▶ [Your goal] Quote the records word for word, everything from the line containing "like (222, 90)." down to the end of the records.

━━━ Supplied data

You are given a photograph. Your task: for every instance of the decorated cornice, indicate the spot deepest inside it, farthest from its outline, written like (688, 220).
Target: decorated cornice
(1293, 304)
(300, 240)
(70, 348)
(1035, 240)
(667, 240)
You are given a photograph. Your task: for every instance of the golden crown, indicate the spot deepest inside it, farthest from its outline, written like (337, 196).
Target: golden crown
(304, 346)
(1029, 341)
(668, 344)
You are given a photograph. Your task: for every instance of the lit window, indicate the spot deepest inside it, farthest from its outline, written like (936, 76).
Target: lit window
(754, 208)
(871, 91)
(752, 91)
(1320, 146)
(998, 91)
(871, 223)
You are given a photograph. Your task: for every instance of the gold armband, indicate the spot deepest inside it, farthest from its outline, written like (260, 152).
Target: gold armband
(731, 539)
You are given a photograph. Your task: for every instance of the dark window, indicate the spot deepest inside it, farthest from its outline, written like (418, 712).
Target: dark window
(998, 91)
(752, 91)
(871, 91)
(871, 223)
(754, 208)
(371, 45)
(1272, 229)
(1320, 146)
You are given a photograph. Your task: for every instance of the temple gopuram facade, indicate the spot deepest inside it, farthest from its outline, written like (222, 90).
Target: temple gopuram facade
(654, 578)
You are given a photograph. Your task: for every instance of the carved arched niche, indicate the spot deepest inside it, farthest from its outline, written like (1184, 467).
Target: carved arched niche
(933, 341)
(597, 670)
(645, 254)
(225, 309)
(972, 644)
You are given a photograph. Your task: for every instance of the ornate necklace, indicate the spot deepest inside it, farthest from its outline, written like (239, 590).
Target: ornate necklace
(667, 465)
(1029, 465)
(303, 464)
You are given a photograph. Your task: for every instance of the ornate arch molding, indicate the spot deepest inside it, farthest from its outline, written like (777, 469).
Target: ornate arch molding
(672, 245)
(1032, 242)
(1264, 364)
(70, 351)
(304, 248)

━━━━━━

▶ [Solution for this exercise]
You are given a photograph. Your task: for every instance of the temple gopuram facade, indicate the spot deepest inside it, farthest from its outline, written like (222, 90).
Target: temple gopuram facade
(654, 578)
You are given a photograph. Your task: for every instance of the carved arched niche, indicate the spot deepest inside it, farthest from its outline, written like (1184, 467).
Target: carved arched niche
(933, 341)
(597, 670)
(645, 254)
(225, 309)
(972, 644)
You are given a photograph. Your task: for every instance of the ornate necklace, indicate the spot deepest inside it, farthest from its outline, written like (239, 590).
Target: ornate necklace
(667, 465)
(1029, 465)
(303, 464)
You are given a photograph. Your task: for every instance of the ornate arch molding, indicate the spot deepest inside it, farthest from its outline, written like (777, 469).
Target: ornate arch molding
(672, 245)
(1032, 242)
(1264, 364)
(70, 351)
(304, 248)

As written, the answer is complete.